• **Problem**:
Reproduce the section of the post below that begins with "Friday I slept" and continues through "emotional distress 😭.".

(Beginning of Source passage)

Friday I slept in through my biweekly therapy session and I was so mad at myself…
Then I couldn’t sleep last night…
Or tonight, obviously, but I’m manic and agitated, confused, sad, hurt and more that’s just causing me a lot of emotional distress 😭.
So a few years back my best friend was nasty to me and I responded with a fabulous HUGE, Bipolar freak out.
Yes my diagnosis has been officially changed with trying to update my medications which was… well a hellish 2 month struggle, that I’m still working with.
So now when we hang out my friend is so…well…surfacy…like won’t seem to get to emotionally close to me.
People around us refer to it as “Jenna’s freak out” but it really pisses me off that he admitted to being asshole to me first and being nasty!!
No one fucking cared!
Just moved to to the next conversation.
So to recap he approached me…made a nasty, starky comment to me…and my response was explosive because instead of listening to me he just assumed what he heard from the other person was the truth.
So instead of blocking him (I can’t because if my other friend needs us together I want to be civil) I just muted him.

(End of Source passage)
(Beginning of Supplied records)

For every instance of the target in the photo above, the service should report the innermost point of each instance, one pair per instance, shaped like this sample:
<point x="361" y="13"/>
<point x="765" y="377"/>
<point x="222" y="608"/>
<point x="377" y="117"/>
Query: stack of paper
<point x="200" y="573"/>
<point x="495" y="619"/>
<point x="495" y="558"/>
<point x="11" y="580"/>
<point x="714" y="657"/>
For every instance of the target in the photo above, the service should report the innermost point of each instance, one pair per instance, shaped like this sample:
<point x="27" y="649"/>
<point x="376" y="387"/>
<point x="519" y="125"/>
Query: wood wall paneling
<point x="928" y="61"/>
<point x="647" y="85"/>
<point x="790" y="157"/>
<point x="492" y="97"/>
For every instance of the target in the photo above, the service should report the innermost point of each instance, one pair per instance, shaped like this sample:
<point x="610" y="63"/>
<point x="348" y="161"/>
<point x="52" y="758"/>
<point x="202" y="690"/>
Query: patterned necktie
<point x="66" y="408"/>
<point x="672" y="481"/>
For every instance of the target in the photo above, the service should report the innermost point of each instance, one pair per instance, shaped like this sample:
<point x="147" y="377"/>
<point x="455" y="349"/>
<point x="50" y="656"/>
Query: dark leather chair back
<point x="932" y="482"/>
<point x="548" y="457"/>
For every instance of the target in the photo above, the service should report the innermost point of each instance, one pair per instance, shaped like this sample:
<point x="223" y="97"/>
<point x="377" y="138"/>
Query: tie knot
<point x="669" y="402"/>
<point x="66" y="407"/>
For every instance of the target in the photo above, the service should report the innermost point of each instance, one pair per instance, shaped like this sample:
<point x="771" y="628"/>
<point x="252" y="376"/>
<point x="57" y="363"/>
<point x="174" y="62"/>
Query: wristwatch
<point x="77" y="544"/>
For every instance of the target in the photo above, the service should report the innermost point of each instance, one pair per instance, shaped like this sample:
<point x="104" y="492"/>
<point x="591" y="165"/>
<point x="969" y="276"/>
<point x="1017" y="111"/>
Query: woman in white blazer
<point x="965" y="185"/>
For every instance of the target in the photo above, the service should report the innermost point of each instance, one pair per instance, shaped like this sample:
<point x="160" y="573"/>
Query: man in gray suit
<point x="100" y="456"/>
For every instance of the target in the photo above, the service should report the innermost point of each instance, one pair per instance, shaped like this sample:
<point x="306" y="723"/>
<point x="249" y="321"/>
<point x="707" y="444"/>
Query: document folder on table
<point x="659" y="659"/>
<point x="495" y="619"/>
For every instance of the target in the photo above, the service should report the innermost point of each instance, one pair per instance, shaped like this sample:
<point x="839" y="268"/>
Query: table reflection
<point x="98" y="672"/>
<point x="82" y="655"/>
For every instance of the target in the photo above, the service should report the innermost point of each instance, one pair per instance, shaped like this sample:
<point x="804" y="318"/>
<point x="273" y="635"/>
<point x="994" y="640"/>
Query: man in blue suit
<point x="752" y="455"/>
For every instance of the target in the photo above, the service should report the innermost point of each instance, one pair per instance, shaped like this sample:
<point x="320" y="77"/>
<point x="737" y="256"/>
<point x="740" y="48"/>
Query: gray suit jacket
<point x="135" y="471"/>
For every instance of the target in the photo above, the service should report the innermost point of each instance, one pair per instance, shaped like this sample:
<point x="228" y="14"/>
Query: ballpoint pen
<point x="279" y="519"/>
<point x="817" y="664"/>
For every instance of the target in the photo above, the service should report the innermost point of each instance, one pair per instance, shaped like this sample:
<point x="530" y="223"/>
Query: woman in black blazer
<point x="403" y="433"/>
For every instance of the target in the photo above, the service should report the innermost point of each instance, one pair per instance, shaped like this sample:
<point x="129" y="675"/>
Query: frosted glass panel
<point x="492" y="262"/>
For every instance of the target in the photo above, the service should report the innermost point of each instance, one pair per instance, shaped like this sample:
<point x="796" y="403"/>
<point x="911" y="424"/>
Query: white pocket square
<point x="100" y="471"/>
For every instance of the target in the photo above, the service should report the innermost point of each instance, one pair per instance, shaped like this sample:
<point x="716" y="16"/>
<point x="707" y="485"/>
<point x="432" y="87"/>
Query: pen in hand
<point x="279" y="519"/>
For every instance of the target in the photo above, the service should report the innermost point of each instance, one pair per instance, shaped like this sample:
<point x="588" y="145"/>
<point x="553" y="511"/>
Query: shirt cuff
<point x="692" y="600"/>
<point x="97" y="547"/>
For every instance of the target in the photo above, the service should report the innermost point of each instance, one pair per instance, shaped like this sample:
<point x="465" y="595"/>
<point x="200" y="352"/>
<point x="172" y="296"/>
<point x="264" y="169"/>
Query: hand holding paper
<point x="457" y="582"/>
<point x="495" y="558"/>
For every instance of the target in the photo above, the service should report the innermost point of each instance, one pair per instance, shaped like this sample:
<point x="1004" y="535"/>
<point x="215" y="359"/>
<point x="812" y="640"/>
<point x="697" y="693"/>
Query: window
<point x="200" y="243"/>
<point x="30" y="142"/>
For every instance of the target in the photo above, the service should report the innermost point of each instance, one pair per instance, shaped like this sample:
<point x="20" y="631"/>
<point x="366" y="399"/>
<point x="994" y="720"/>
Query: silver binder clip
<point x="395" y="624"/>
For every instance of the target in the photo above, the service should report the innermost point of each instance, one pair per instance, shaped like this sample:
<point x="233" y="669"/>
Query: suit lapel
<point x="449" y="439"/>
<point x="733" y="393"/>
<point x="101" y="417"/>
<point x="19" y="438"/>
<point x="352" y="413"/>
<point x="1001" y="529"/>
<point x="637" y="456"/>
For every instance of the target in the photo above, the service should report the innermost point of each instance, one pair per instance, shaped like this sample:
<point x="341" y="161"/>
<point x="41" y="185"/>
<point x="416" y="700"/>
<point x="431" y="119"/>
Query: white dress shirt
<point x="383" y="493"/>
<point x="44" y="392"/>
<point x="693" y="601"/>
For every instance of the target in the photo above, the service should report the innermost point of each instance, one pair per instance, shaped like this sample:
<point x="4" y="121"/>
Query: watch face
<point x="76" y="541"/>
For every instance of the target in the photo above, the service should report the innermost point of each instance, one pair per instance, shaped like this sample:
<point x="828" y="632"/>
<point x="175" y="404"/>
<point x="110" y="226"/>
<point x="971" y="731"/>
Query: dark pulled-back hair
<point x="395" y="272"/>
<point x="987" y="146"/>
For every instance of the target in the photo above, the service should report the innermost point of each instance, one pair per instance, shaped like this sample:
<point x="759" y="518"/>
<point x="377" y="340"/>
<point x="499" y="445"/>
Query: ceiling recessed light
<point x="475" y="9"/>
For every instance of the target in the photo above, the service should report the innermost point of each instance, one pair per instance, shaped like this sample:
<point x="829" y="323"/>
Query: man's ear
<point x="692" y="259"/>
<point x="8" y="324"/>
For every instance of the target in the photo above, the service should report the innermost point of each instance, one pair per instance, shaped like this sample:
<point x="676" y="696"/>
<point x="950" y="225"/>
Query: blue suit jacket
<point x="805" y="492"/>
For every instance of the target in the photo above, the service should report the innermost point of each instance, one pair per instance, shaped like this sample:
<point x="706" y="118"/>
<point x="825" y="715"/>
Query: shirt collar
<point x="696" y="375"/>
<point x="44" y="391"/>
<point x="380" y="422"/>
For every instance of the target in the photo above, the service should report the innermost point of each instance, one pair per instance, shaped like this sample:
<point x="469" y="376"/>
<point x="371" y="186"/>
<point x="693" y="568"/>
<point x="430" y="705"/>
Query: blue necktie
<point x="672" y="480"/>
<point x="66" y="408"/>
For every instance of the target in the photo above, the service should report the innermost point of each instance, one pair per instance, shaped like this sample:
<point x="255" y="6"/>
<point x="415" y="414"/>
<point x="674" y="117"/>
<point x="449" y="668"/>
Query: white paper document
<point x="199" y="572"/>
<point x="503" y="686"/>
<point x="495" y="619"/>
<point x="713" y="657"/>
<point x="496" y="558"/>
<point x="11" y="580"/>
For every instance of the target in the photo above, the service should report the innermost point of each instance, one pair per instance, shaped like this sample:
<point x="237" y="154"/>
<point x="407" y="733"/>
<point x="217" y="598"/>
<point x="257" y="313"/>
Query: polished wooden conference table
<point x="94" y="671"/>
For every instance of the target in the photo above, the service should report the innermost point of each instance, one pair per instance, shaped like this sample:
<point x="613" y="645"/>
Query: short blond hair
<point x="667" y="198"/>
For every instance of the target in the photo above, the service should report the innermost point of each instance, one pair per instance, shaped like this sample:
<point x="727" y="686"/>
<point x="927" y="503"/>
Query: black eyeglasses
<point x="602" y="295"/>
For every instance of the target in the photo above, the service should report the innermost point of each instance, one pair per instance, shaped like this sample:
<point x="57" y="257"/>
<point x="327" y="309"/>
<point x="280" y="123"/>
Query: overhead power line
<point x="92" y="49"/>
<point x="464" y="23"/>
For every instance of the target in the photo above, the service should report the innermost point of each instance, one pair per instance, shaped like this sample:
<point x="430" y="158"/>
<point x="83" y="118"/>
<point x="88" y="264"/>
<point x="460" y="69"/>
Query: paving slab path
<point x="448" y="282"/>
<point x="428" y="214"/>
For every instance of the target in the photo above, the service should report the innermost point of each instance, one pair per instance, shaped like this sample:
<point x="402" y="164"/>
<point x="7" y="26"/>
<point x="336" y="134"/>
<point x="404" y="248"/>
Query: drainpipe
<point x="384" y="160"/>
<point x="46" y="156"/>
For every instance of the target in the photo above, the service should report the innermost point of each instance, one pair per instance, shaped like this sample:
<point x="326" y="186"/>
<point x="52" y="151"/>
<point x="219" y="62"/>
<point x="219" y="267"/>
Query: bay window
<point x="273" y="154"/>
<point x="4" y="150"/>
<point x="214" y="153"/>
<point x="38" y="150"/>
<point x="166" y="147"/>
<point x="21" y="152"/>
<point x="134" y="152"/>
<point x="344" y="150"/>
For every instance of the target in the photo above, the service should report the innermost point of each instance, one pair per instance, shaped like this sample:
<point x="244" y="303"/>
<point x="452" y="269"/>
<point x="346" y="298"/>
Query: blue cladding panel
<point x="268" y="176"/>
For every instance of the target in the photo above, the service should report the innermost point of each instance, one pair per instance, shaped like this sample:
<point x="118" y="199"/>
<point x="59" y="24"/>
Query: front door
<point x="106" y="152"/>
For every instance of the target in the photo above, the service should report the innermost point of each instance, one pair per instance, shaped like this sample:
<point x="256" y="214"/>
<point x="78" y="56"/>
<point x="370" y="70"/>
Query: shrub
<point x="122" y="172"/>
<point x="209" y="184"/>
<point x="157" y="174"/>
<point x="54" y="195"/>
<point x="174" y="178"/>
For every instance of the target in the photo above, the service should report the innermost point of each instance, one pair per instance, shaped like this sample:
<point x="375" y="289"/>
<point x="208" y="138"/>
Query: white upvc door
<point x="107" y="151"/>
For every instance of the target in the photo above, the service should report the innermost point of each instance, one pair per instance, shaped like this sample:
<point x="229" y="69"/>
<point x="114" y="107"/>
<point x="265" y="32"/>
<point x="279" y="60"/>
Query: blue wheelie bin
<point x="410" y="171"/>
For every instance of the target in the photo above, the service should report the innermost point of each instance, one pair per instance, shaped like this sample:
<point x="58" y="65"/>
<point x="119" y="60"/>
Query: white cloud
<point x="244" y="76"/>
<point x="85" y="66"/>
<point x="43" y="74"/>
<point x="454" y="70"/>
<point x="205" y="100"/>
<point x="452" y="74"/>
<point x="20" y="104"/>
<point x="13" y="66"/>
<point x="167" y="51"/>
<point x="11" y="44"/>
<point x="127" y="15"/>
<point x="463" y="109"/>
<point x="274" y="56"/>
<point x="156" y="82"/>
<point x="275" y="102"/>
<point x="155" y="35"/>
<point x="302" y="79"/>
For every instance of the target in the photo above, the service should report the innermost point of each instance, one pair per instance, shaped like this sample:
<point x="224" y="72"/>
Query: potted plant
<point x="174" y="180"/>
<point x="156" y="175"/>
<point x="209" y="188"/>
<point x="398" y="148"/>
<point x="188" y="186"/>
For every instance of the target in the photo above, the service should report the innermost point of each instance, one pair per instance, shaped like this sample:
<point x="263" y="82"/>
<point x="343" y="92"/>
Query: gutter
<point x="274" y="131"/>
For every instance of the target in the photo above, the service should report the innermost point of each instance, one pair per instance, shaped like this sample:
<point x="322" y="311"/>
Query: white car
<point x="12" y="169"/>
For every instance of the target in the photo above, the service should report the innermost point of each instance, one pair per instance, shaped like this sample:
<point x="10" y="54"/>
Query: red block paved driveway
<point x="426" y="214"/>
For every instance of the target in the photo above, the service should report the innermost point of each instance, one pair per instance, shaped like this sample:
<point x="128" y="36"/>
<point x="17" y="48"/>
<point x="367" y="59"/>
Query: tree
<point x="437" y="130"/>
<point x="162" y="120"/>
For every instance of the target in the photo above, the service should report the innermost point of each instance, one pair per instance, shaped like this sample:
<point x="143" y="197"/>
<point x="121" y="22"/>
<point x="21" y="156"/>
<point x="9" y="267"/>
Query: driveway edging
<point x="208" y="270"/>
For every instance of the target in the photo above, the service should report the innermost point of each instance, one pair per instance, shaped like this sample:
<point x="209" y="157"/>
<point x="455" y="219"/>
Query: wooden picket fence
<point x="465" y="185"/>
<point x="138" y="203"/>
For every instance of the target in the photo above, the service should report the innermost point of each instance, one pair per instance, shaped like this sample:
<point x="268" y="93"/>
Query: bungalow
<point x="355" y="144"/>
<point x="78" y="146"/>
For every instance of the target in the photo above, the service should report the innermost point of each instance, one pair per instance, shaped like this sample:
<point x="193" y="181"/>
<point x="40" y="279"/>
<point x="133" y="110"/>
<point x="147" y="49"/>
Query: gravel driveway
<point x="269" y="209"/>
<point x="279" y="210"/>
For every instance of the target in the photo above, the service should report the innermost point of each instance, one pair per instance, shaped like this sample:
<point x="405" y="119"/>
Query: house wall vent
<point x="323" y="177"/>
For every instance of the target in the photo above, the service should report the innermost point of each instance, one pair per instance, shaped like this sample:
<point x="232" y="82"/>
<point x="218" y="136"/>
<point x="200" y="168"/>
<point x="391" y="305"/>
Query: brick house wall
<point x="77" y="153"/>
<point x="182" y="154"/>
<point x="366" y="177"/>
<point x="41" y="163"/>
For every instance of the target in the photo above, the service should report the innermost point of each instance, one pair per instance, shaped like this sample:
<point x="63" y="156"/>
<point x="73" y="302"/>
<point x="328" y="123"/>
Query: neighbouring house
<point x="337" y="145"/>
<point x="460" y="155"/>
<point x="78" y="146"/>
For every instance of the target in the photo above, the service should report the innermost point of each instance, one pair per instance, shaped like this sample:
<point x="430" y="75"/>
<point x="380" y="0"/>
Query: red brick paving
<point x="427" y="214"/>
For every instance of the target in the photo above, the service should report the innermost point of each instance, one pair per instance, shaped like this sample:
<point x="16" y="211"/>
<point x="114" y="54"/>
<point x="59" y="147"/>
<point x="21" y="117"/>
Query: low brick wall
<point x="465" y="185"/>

(End of Supplied records)

• **Result for this exercise**:
Friday I slept in through my biweekly therapy session and I was so mad at myself…
Then I couldn’t sleep last night…
Or tonight, obviously, but I’m manic and agitated, confused, sad, hurt and more that’s just causing me a lot of emotional distress 😭.